Source data:

☆ ☆ ☆ ☆

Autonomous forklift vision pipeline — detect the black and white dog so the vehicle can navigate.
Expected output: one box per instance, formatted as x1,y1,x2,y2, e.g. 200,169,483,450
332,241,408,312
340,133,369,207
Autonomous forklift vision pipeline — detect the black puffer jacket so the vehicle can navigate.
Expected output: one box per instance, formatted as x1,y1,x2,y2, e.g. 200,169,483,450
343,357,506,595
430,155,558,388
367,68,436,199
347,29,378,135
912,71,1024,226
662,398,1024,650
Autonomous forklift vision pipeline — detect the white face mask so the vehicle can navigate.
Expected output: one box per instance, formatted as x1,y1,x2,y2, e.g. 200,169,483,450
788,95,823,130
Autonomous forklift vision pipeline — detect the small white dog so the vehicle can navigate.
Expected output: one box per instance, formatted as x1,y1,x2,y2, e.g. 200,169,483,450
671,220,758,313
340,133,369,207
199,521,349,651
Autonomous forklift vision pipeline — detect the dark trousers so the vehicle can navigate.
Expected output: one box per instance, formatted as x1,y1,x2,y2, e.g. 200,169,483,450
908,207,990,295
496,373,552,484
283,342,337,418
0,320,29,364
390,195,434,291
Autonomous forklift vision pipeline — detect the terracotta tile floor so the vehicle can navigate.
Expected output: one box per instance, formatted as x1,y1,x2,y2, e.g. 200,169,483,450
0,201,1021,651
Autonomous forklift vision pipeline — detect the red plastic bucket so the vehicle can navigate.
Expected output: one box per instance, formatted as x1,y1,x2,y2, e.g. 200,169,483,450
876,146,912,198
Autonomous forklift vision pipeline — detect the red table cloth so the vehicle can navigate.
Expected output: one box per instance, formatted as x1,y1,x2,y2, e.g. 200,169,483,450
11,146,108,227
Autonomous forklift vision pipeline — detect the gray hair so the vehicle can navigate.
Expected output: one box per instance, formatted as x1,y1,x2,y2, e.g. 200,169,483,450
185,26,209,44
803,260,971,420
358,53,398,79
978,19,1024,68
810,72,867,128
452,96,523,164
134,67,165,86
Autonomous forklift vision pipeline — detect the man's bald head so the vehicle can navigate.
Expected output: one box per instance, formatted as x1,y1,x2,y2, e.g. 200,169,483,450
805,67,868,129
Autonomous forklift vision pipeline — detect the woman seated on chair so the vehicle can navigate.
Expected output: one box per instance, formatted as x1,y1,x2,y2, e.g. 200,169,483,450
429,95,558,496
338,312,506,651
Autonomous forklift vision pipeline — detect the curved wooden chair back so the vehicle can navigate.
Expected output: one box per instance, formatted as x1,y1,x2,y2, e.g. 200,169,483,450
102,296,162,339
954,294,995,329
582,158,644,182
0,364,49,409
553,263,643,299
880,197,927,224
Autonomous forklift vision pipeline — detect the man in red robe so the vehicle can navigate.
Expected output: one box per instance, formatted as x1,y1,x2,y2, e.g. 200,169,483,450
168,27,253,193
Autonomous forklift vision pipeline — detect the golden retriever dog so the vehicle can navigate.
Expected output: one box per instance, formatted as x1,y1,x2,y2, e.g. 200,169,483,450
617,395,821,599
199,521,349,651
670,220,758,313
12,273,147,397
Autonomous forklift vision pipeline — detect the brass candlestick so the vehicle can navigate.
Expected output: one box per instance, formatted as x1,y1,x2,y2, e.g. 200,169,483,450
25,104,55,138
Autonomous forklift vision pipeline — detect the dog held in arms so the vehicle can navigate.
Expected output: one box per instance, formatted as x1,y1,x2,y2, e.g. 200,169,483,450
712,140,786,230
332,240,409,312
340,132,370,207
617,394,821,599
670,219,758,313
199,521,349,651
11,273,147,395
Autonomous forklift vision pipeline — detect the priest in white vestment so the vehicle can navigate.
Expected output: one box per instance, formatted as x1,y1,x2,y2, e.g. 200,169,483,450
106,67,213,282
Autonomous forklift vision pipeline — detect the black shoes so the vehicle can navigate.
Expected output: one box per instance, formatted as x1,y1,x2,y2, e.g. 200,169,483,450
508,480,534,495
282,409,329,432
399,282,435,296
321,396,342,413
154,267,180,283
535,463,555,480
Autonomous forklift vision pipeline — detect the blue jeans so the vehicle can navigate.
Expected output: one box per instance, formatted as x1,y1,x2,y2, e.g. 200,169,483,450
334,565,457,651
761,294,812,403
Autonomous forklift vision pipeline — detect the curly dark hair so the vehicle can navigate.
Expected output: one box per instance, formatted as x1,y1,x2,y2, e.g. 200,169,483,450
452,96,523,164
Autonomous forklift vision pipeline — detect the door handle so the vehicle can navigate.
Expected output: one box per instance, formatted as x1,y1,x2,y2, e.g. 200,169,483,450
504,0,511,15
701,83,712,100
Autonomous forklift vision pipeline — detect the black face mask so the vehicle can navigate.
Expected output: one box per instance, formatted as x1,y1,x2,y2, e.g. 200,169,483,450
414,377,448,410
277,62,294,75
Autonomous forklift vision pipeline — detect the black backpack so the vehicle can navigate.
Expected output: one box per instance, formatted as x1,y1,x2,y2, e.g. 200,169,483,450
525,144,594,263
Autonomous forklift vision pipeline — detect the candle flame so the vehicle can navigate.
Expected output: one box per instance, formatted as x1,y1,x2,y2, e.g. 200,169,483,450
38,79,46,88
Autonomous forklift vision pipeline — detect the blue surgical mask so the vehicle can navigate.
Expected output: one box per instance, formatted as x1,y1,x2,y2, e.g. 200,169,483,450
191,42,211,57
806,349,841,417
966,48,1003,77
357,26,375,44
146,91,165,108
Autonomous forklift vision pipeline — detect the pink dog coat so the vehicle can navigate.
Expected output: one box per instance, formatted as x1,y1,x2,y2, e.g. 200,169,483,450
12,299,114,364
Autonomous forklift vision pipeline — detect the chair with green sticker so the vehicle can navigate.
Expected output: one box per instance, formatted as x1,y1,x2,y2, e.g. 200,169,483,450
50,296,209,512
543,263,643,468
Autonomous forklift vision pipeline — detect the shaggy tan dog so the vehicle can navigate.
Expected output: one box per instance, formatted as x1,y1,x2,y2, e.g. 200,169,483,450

☆ ☆ ☆ ☆

[WHAT NEEDS TO BE DONE] Once you reach the line with "Autonomous forklift vision pipeline — detect the golden" in the data above, copy it and every line after it exactly, up to and including the line with "Autonomous forklift vision pipeline — detect the black shoes".

[RESULT FOR THIS EXERCISE]
Autonomous forklift vision pipeline — detect the golden retriever dog so the vehicle can navigate.
Expected output: one box per instance, formatted as x1,y1,x2,y2, e.g. 200,169,483,450
617,395,821,599
199,521,349,651
670,220,758,313
12,273,147,397
Autonomous forklift vision pipeline — detect the brass candlestick so the vehicle can navigate.
Expected output: one box per instance, formatted as x1,y1,x2,y2, e.g. 200,169,483,450
25,104,55,138
Autonomous forklift vision pipeline — detect the dog held in arms so the vehicle can navigate.
Expected output: one box per instance, formatted as x1,y1,x2,y2, e.g. 200,169,483,450
712,140,786,230
332,240,409,312
340,132,370,207
617,394,821,599
670,219,758,313
199,521,349,651
11,273,147,395
Autonomous forklift vision pipeline — detect the priest in white vestment so the vehicle can navigate.
Expected output: one box per instance, formatted as x1,y1,x2,y2, e.g. 200,169,483,450
106,67,213,282
Autonomous forklift vision pipeline — detect the black shoes so the vehicle can navigate.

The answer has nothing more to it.